- _PROBLEM DETAILS_: The entries are to be printed again word for word, but no picture may appear.

───── EXERCISE DATA

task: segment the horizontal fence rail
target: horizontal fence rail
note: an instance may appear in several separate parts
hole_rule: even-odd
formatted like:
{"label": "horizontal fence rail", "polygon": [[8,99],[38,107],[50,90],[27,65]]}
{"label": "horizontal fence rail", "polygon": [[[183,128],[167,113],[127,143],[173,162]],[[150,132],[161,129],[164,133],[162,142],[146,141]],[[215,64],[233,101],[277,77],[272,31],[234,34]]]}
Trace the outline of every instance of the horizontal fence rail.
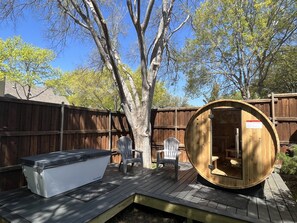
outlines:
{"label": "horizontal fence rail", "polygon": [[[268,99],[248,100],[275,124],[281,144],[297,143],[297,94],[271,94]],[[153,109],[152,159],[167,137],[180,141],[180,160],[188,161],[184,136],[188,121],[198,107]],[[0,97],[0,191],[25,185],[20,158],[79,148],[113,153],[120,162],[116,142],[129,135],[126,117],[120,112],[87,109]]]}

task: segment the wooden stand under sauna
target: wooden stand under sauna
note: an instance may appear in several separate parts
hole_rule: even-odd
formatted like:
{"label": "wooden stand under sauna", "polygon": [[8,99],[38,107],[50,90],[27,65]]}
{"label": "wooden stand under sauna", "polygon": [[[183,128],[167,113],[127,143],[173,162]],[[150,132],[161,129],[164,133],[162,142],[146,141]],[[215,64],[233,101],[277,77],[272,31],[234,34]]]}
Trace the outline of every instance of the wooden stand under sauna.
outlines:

──────────

- _RESULT OF THE TASK_:
task: segment the horizontal fence rail
target: horizontal fence rail
note: an instance may appear in several separate parts
hole_rule: even-odd
formatted like:
{"label": "horizontal fence rail", "polygon": [[8,99],[38,107],[50,90],[27,65]]}
{"label": "horizontal fence rail", "polygon": [[[183,128],[167,113],[127,143],[173,162]],[[150,132],[161,129],[164,133],[162,142],[146,141]],[[215,64],[233,101],[277,77],[272,31],[234,34]]]}
Trace the outline of every instance of the horizontal fence rail.
outlines:
{"label": "horizontal fence rail", "polygon": [[[268,99],[248,100],[275,124],[281,144],[297,143],[297,94],[271,94]],[[153,109],[152,159],[167,137],[180,141],[180,160],[188,161],[184,136],[188,121],[198,107]],[[0,97],[0,191],[25,185],[20,158],[79,148],[113,153],[120,162],[116,142],[129,135],[126,117],[120,112],[87,109]]]}

task: segment the wooden stand under sauna
target: wooden stand under sauna
note: an instance may appear in several separate parts
hole_rule: even-odd
formatted like:
{"label": "wooden stand under sauna", "polygon": [[8,99],[38,107],[50,90],[27,65]]}
{"label": "wooden stand under sauna", "polygon": [[[183,128],[167,113],[127,143],[173,162]],[[150,132],[161,129],[164,133],[162,142],[146,141]],[[215,64],[233,101],[277,77],[272,31],[234,34]]]}
Trace the outline of every instance of the wooden stand under sauna.
outlines:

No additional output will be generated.